Текст страницы –
Религиозная «синэргия» предполагает именно «автономную» религиозность, т. е. невынужденное обращение личной души к Богу; – души, самодеятельной в покаянии и очищении, в созерцании и молитве, в исповедании и в делах жизни.

Как же надлежит понимать эту «автономию» и где ее границы?

2

Установим, прежде всего, общефилософский смысл идеи духовной автономии.

Автономия, буквально «самозаконие», есть подлинная, основная форма человеческого духа, – необходимо присущий ему способ бытия и деятельности. Быть духом – значит определять себя и управлять собою, и притом в направлении к лучшему, к совершенному.[15] Человеческий дух есть сила, направляющая свою жизнь к благим целям. Ему присуще выбирать свои жизненные содержания и принимать решения о своих жизненных формах; утверждать свое достоинство, обуздывать свои порывы и в то же время устанавливать и соблюдать свои пределы. Духовное существо само созерцает и знает, что такое добро и зло, что лучше и что хуже; само ищет и находит; решает и поступает; и принимает на себя ответственность за него и несет свою вину. Духовная жизнь есть самодеятельность в обретении, в выборе, в созерцании и осуществлении благих целей. Быть духом значит определять себя любовью к объективно лучшему; любовь же есть состояние активное; она выражается в организующих действиях, в осуществляющейся борьбе.

Дух имеет в самом себе живой источник такой деятельности – во имя любимого Предмета. Поэтому духовная жизнь есть самодеятельность, что обнаруживается и в сфере религиозного опыта.

Все эти тезисы нуждаются не в доказательствах, а в показывании и уви́дении. Во всех и во всяких научных исследованиях – ряд доказательств всегда упирается в последнем счете в созерцание и описание предмета; анализ и силлогизация прекращаются и непосредственная, методическая и ответственная интуиция вступает в свои права. Однако не «интуиция» в смысле случайной «догадки», или «условного допущения», или блеснувшего и угасшего «прозрения», но в смысле сосредоточенного, длительного, удостоверяющего созерцания, дающего человеку право и обязанность предлагать точное описание предмета. Философское исследование, подобно всякому другому, приходит к этому предметному пределу и апеллирует тогда к философическому опыту и к живому созерцанию философского предмета. Так обстоит и в нашем исследовании.

Итак, дух есть по существу своему начало самодеятельное и самоопределяющееся; и притом – во всех сферах его жизни.

Извлеченный материал –

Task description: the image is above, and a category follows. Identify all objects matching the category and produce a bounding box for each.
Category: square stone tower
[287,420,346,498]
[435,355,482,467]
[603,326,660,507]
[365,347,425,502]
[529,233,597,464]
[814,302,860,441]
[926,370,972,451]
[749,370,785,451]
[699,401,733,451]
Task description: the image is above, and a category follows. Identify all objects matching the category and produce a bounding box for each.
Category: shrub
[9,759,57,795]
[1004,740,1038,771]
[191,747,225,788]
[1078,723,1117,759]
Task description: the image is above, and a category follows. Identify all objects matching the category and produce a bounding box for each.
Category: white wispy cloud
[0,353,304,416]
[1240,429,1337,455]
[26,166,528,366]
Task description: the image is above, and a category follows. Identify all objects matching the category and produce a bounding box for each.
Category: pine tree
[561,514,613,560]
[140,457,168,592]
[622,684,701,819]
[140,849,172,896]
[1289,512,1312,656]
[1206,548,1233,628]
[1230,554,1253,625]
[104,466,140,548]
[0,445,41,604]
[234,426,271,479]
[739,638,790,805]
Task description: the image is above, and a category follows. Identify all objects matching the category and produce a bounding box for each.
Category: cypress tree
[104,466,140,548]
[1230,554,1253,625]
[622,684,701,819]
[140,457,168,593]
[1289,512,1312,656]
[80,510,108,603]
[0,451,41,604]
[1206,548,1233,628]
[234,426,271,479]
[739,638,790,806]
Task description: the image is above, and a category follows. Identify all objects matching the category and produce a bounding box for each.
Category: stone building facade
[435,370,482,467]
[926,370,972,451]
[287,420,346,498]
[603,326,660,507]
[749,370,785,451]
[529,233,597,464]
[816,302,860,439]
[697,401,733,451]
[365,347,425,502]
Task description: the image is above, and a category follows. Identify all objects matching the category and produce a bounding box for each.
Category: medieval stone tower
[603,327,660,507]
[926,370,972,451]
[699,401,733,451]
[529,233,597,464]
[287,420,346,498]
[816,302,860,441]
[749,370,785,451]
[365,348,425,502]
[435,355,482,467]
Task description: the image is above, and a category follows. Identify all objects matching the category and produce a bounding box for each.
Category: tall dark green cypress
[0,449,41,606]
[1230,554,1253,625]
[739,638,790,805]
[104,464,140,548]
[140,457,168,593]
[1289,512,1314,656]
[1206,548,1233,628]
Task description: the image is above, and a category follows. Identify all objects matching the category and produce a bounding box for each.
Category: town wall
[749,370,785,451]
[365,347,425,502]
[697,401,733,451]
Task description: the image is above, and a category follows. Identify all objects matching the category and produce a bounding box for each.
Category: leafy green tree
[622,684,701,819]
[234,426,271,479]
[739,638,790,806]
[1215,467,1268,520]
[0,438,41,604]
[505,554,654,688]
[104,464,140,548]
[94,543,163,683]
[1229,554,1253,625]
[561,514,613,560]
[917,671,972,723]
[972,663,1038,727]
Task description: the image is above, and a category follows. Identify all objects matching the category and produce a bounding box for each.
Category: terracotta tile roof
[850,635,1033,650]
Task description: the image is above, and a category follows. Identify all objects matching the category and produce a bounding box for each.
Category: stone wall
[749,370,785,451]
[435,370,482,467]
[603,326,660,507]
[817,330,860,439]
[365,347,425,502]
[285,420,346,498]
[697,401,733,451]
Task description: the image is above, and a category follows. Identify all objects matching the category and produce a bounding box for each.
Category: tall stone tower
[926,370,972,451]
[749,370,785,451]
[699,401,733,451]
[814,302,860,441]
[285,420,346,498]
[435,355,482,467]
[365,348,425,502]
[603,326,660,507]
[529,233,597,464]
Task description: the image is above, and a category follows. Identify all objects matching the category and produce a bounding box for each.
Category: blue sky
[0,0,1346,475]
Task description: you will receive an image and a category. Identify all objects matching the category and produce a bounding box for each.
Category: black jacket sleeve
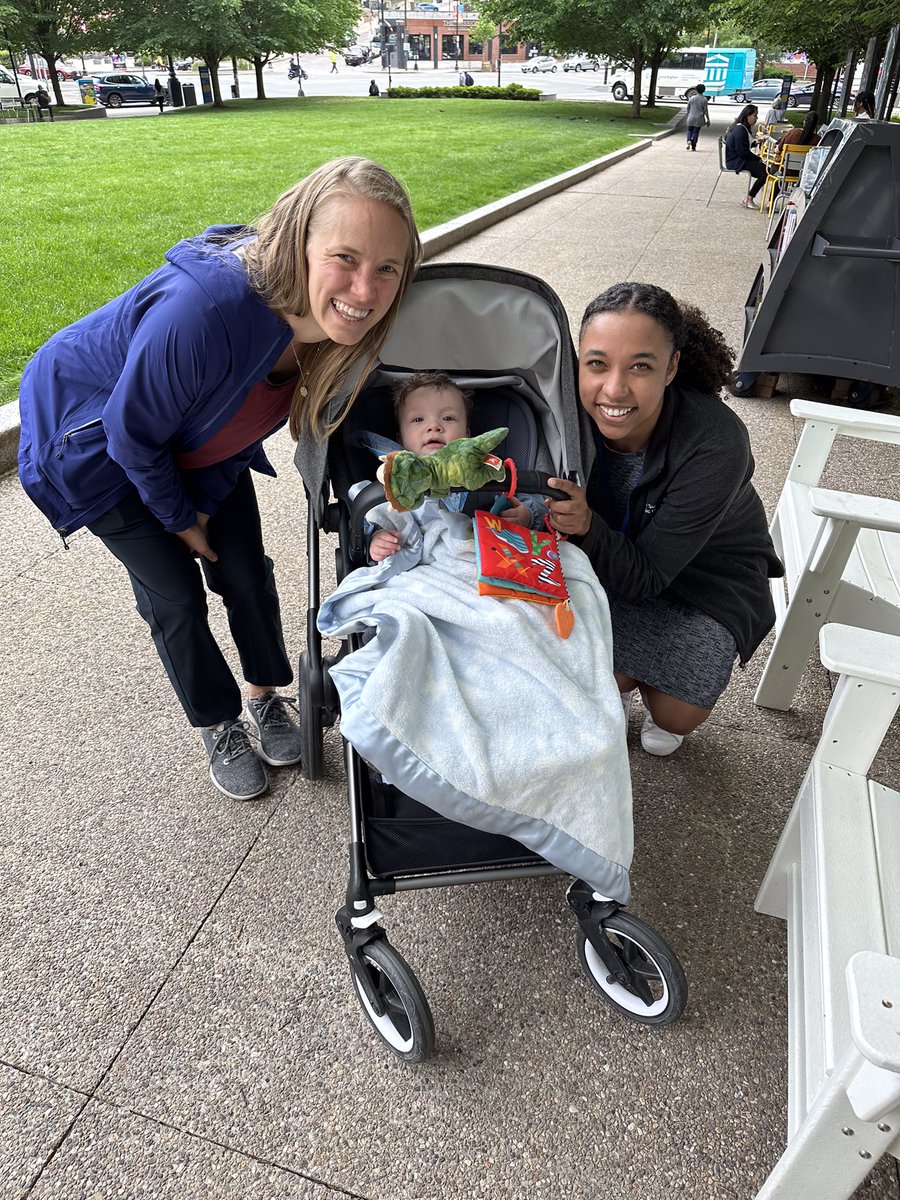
[572,422,751,600]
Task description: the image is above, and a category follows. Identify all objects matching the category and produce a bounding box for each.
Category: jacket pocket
[42,416,122,508]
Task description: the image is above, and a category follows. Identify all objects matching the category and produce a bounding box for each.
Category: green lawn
[0,97,674,403]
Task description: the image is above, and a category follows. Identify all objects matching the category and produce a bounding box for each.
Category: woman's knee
[641,686,712,734]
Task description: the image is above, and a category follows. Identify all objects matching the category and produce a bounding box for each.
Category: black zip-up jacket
[572,384,784,664]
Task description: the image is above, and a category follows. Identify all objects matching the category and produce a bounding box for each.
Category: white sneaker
[641,713,684,758]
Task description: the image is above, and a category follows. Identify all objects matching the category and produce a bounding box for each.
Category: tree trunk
[816,62,838,121]
[203,54,224,108]
[631,47,644,120]
[647,52,662,108]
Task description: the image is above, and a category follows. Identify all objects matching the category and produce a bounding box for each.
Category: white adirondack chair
[756,625,900,1200]
[755,400,900,709]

Рабочее задание – Продолжите текст о духовной автономии, начав сразу после его заключительного предложения.

Ответ на задание –
1. Поскольку человек живет волею, постольку ему необходимы собственные решения, напряжения и усилия, собственная стойкость и верность. Никто не может сделать «за другого» волевых усилий, дать «вместо другого» связующее обещание, выработать в себе чувство свободного долга и лояльное правосознание. Возможно помочь другому в этом – путем сообщения, воспитания, чтения, строгого режима или психического лечения; но невозможно вторгнуться в чужой дух и заменить его. Если же людям удается подчинить себе других угрозой, страхом, мукой или голодом, то дух порабощенных является униженным или подавленным и самая духовность его заменяется «психическими механизмами». В этом слепота и ошибка преувеличенного этатизма и тоталитаризма; доктринеры не понимают самостоятельности духовной воли и ее священного значения.

2. Поскольку дух человека живет пониманием и мыслью, постольку человек призван сам понимать и иметь свои собственные мысли, воззрения и убеждения. Человека, неспособного к этому, еще Аристотель определял как «раба от природы»; и был прав. Преподавать не значит обременять память учеников сведениями и не значит навязывать человеку чужие «обязательные» для него мысли. Умственная зрелость есть способность духа к самостоятельному наблюдению и к самодеятельному исследованию. Нельзя понять «за другого»; нельзя исследовать «вместо него», так, чтобы мое исследование стало тем самым его собственным. Плагиат чужих мыслей и воззрений есть дело противодуховное, лживое и недостойное. Несамостоятельная, нетворческая мысль – есть жалкая полумысль; ею ничего не постигается и для науки она мертва. Активность же мысли выражает ее духовную зрелость.